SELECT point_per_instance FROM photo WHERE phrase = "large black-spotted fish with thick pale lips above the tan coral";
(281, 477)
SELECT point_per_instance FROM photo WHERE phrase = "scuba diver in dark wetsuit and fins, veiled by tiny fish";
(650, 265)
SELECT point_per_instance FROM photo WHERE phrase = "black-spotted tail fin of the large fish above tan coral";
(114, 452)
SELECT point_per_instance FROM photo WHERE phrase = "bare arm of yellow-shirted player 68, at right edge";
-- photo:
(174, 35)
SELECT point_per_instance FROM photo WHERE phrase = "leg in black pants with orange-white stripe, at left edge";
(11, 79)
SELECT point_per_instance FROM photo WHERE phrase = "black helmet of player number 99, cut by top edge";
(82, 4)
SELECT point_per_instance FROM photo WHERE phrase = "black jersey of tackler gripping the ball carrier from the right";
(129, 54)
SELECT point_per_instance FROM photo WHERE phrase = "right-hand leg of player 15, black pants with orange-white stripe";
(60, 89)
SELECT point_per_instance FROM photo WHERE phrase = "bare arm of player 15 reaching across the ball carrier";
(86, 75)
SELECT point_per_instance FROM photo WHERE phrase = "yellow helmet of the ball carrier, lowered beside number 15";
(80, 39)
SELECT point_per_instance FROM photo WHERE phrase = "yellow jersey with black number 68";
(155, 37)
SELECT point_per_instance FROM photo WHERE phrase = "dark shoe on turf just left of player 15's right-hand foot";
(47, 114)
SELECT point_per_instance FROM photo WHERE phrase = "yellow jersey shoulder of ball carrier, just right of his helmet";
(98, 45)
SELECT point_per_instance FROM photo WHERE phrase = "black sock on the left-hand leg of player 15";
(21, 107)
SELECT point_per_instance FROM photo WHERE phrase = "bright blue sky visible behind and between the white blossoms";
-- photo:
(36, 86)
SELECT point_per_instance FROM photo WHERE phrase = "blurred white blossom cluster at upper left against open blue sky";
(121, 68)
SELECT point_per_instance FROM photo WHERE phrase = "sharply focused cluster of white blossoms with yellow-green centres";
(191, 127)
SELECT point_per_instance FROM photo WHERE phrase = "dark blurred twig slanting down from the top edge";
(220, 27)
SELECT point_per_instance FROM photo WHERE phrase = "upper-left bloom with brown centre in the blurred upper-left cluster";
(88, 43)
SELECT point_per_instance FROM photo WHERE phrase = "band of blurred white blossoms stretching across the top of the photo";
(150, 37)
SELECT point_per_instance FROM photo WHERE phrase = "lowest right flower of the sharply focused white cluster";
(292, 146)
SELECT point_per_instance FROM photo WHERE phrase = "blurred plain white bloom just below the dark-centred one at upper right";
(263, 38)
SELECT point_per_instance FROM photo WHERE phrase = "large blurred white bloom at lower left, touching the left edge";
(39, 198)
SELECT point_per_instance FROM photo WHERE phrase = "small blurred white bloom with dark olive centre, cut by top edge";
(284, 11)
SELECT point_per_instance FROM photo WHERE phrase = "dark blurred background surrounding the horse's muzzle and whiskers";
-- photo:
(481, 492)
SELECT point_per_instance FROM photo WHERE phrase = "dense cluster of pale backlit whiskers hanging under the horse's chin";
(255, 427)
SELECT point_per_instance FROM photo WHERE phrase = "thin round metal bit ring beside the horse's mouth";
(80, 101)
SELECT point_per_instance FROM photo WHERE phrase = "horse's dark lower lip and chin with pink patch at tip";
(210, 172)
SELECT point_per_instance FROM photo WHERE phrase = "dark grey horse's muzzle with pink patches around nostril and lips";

DIRECTIONS:
Line by line, transcribe the data exactly.

YOUR SOLUTION:
SELECT point_per_instance FROM photo WHERE phrase = "large black-spotted fish with thick pale lips above the tan coral";
(281, 477)
SELECT point_per_instance FROM photo WHERE phrase = "scuba diver in dark wetsuit and fins, veiled by tiny fish";
(650, 265)
SELECT point_per_instance FROM photo WHERE phrase = "black-spotted tail fin of the large fish above tan coral";
(114, 452)
SELECT point_per_instance FROM photo WHERE phrase = "bare arm of yellow-shirted player 68, at right edge";
-- photo:
(174, 35)
SELECT point_per_instance FROM photo WHERE phrase = "leg in black pants with orange-white stripe, at left edge";
(11, 79)
SELECT point_per_instance FROM photo WHERE phrase = "black helmet of player number 99, cut by top edge";
(82, 4)
SELECT point_per_instance FROM photo WHERE phrase = "black jersey of tackler gripping the ball carrier from the right";
(129, 54)
SELECT point_per_instance FROM photo WHERE phrase = "right-hand leg of player 15, black pants with orange-white stripe";
(60, 89)
SELECT point_per_instance FROM photo WHERE phrase = "bare arm of player 15 reaching across the ball carrier";
(86, 75)
SELECT point_per_instance FROM photo WHERE phrase = "yellow helmet of the ball carrier, lowered beside number 15";
(80, 39)
SELECT point_per_instance FROM photo WHERE phrase = "yellow jersey with black number 68";
(155, 37)
SELECT point_per_instance FROM photo WHERE phrase = "dark shoe on turf just left of player 15's right-hand foot";
(47, 114)
SELECT point_per_instance FROM photo WHERE phrase = "yellow jersey shoulder of ball carrier, just right of his helmet";
(98, 45)
SELECT point_per_instance FROM photo WHERE phrase = "black sock on the left-hand leg of player 15";
(21, 107)
SELECT point_per_instance FROM photo WHERE phrase = "bright blue sky visible behind and between the white blossoms";
-- photo:
(36, 86)
SELECT point_per_instance FROM photo WHERE phrase = "blurred white blossom cluster at upper left against open blue sky";
(121, 68)
SELECT point_per_instance FROM photo WHERE phrase = "sharply focused cluster of white blossoms with yellow-green centres";
(191, 127)
SELECT point_per_instance FROM photo WHERE phrase = "dark blurred twig slanting down from the top edge";
(220, 27)
SELECT point_per_instance FROM photo WHERE phrase = "upper-left bloom with brown centre in the blurred upper-left cluster";
(88, 43)
SELECT point_per_instance FROM photo WHERE phrase = "band of blurred white blossoms stretching across the top of the photo";
(150, 37)
SELECT point_per_instance FROM photo WHERE phrase = "lowest right flower of the sharply focused white cluster";
(292, 146)
SELECT point_per_instance FROM photo WHERE phrase = "blurred plain white bloom just below the dark-centred one at upper right";
(263, 38)
SELECT point_per_instance FROM photo WHERE phrase = "large blurred white bloom at lower left, touching the left edge";
(39, 198)
SELECT point_per_instance FROM photo WHERE phrase = "small blurred white bloom with dark olive centre, cut by top edge";
(284, 11)
SELECT point_per_instance FROM photo WHERE phrase = "dark blurred background surrounding the horse's muzzle and whiskers";
-- photo:
(481, 492)
SELECT point_per_instance FROM photo WHERE phrase = "dense cluster of pale backlit whiskers hanging under the horse's chin";
(255, 427)
SELECT point_per_instance FROM photo WHERE phrase = "thin round metal bit ring beside the horse's mouth";
(80, 101)
SELECT point_per_instance FROM photo WHERE phrase = "horse's dark lower lip and chin with pink patch at tip";
(210, 172)
SELECT point_per_instance FROM photo WHERE phrase = "dark grey horse's muzzle with pink patches around nostril and lips";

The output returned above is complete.